Not using a Package.swift for anything even slightly complex will bring a world of pain:

The VS Code tooling doesn’t work as well (no error highlights and LSP stuff) You can’t use a package manager and therefore can’t easily pull in community packages Anything that uses swift build doesn’t work

You’ll want to use a Package.swift in your project. Generating a Package.swift is pretty easy:

swift package init --type executable

When running swift build I ran into:

no such module 'PackageDescription

This post describes the issue and the following command fixes it for me:

sudo xcode-select --reset

If you run into issues with compilation errors due to some features not being available on older macos versions, you’ll need to add a platform requirement to your Package.swift:

platforms: [ .macOS(.v13) ],

Here’s an example Package.swift for the CLI tool.

Cleaning All Cache

I ran into a very weird build error:

❯ swift run Building for debugging... Build complete! (0.25s) dyld[21481]: Symbol not found: (_$s10Foundation11JSONDecoderC6decode_4fromxxm_AA4DataVtKSeRzlFTj) Referenced from: '/Users/mike/Projects/focus-app/.build/x86_64-apple-macosx/debug/focus-app' Expected in: '/System/Library/Frameworks/Foundation.framework/Versions/C/Foundation' [1] 21481 abort swift run

Even after resetting the project to a state where I knew it compiled, it still errored out. After walking away for a while, I found this post and tried updating the min macos version. It magically fixed the issue.

Data segment.
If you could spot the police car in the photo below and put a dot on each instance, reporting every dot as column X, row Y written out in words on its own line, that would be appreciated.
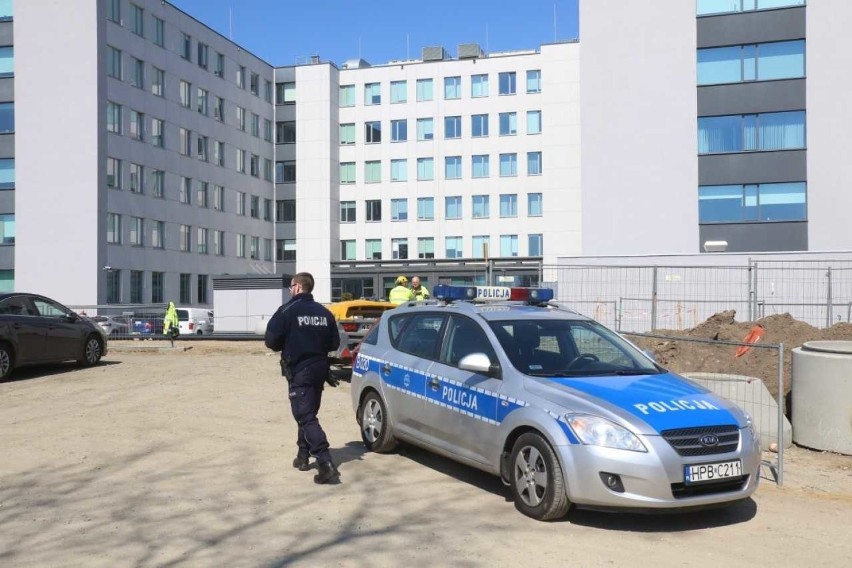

Stated exercise 1.
Please write out the part of the Package.swift excerpt starting with "sudo xcode-select --reset" and going on through "the CLI tool.".
Stated exercise 2.
According to the Package.swift excerpt, which command fixed the "no such module 'PackageDescription" error that came up when running swift build?
The listing has nothing to do with the Package.swift excerpt.

Exercise output 1.
sudo xcode-select --reset

If you run into issues with compilation errors due to some features not being available on older macos versions, you’ll need to add a platform requirement to your Package.swift:

platforms: [ .macOS(.v13) ],

Here’s an example Package.swift for the CLI tool.

Exercise output 2.
sudo xcode-select --reset